Living and working abroad can be a great experience, but it also presents a few challenges. There are a lot of different reasons people decide to move abroad. Maybe you've found a country you love and want to stay there. So what next? That depends a lot on your education, work experience, and the country itself.
First you'll have to define what you want your time abroad to look like. Are you going to be staying in one country for a few years or will you bounce around every couple of months to see new things? Do you want to work online for a company in your home country or are you going to look for jobs when you get there? You may not have all the answers up front but it's good to have some of these answers before you go.
Learn the laws in your new home
Some countries legally allow you to work for a limited time. Other countries may have specific visas that allow individuals with certain specialties to stay and work in the country. Some countries, Vietnam for example, does have visa requirements for people from the US entering the country, but the process is fairly simple. US citizens can even fill out the paperwork online and then pick up the visa upon arrival at the airport. There are services that can help you through the process and make sure you have everything taken care of before you arrive. Foreign citizens are even allowed to work in Vietnam for less than three months without a work permit, but not all countries have these kinds of rules.
The laws regarding working in foreign countries can be complicated and you'll have to do some research before you buy a ticket and prepare to settle in. Luckily the internet age has changed the way we search for material and a quick Google search can help you find the information you need.
There are a lot of resources online to find jobs abroad. The US department of state even keeps a list of international job boards on their website. Sites such as LinkedIn have gone global as well, and you can browse jobs all over the world from the comfort of your laptop.
Many countries have their own specific job boards as well. You can start browsing before you go to see if your skills align with common job openings.

Spatial localization data:

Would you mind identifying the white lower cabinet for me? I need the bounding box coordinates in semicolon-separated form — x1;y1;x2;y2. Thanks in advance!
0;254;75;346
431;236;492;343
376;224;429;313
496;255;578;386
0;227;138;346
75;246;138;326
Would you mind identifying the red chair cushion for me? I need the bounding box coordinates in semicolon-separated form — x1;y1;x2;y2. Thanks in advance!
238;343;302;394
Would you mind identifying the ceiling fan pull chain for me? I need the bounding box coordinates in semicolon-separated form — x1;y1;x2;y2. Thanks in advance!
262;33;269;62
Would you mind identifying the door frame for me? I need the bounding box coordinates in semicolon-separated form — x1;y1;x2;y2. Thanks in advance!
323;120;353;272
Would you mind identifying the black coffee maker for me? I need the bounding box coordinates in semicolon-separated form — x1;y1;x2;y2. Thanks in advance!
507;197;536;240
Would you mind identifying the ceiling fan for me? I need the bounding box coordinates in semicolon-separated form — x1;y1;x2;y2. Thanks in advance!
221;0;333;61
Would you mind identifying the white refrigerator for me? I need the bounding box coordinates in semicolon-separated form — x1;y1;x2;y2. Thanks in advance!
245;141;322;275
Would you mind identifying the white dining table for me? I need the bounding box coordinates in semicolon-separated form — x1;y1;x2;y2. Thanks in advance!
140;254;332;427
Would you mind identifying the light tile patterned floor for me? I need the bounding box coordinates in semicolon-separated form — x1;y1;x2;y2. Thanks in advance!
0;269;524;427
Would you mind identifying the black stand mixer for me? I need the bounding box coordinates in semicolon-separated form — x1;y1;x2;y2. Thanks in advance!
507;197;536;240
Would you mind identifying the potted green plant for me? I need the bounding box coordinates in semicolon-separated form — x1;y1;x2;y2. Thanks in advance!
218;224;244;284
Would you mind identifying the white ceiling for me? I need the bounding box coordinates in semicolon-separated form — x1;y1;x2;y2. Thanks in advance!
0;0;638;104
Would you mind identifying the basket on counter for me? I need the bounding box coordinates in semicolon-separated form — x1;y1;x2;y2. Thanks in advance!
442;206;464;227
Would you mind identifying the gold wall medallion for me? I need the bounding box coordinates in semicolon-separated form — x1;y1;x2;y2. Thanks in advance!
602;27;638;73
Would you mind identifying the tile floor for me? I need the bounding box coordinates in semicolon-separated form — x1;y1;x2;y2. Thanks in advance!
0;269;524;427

**THE TASK**
Retype the passage from the text on living and working abroad, starting with "Living and working" and going on through "the country itself.".

**EXERCISE SOLUTION**
Living and working abroad can be a great experience, but it also presents a few challenges. There are a lot of different reasons people decide to move abroad. Maybe you've found a country you love and want to stay there. So what next? That depends a lot on your education, work experience, and the country itself.